(抽出テキスト)
▶

以前わたしが女子高生の話を盗み聞きしたところ、高校生も特に楽ではないということがわかりました。こういうのを聞くと、そうだよなあ…その時代ごとの悩みってあるものだよなあ…としみじみしてしまいます。

 

若くないと価値がない?大人は不利なのか?

本を読んだり動画を見たりすると、「日本では若さが重要視されている」という意見をたびたび見かけます。もしそれが本当なら、歳をとってから行動するのは不利だといえますよね。

かくいう自分も「もっと若ければな…せめてあと10歳くらいは!」とちょくちょく思うことがあります。

しかし中にはそれに異を唱える人もいます。

堀江貴文さんは「高校生なんてただ若いだけじゃん」と言い放ってましたし、以前本の感想を書いたアニメ監督の押井守さんも「若いことに価値はない」とおっしゃってました。

でもこれは、「若いからダメ」ということではなく、「若かったらできたのに…」というのは違うだろう、ということのようです。だからこれは、未成年への言葉ではなく、大人に向けての言葉ですね。

若かったらできた、という言葉を口実にして逃げてない?ということなのだろうと思います。

◀

(元データ)
▶

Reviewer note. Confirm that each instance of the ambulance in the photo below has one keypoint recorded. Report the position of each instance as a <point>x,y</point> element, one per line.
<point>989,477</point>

◀

上にある若さの価値をめぐる文章を、最初から最後まで一字も変えずに打ち直すこと。

以前わたしが女子高生の話を盗み聞きしたところ、高校生も特に楽ではないということがわかりました。こういうのを聞くと、そうだよなあ…その時代ごとの悩みってあるものだよなあ…としみじみしてしまいます。

 

若くないと価値がない?大人は不利なのか?

本を読んだり動画を見たりすると、「日本では若さが重要視されている」という意見をたびたび見かけます。もしそれが本当なら、歳をとってから行動するのは不利だといえますよね。

かくいう自分も「もっと若ければな…せめてあと10歳くらいは!」とちょくちょく思うことがあります。

しかし中にはそれに異を唱える人もいます。

堀江貴文さんは「高校生なんてただ若いだけじゃん」と言い放ってましたし、以前本の感想を書いたアニメ監督の押井守さんも「若いことに価値はない」とおっしゃってました。

でもこれは、「若いからダメ」ということではなく、「若かったらできたのに…」というのは違うだろう、ということのようです。だからこれは、未成年への言葉ではなく、大人に向けての言葉ですね。

若かったらできた、という言葉を口実にして逃げてない?ということなのだろうと思います。